• [Your instructions]: Set down exactly each line of the entries below, beginning at the one that contains "tan pillow, each" and ending at the last, and no others.

---------- Source records ----------

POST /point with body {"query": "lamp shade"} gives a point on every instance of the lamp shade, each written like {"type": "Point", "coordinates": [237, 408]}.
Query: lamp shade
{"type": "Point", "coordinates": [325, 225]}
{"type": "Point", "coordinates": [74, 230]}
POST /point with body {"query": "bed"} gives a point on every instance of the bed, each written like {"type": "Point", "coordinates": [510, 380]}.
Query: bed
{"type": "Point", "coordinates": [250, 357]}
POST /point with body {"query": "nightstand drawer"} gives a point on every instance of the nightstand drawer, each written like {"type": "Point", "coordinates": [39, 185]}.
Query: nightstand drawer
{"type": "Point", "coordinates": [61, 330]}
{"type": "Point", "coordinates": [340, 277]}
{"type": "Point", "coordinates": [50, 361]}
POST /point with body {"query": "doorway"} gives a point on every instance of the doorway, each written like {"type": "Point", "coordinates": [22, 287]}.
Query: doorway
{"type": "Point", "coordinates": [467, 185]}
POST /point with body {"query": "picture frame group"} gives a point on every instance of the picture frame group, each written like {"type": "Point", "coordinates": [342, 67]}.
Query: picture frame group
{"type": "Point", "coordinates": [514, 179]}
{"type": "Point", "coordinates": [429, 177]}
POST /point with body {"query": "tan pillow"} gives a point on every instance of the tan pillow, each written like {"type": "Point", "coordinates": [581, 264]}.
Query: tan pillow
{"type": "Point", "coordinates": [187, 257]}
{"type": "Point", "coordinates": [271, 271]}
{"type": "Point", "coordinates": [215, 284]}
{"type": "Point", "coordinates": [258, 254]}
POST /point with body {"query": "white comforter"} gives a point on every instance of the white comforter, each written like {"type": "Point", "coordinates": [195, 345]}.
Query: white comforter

----------

• [Answer below]:
POST /point with body {"query": "tan pillow"} gives a point on every instance of the tan pillow, each written like {"type": "Point", "coordinates": [581, 264]}.
Query: tan pillow
{"type": "Point", "coordinates": [187, 257]}
{"type": "Point", "coordinates": [271, 271]}
{"type": "Point", "coordinates": [215, 284]}
{"type": "Point", "coordinates": [258, 254]}
POST /point with body {"query": "white comforter"} gives a point on every instance of the white comforter, each written like {"type": "Point", "coordinates": [195, 345]}.
Query: white comforter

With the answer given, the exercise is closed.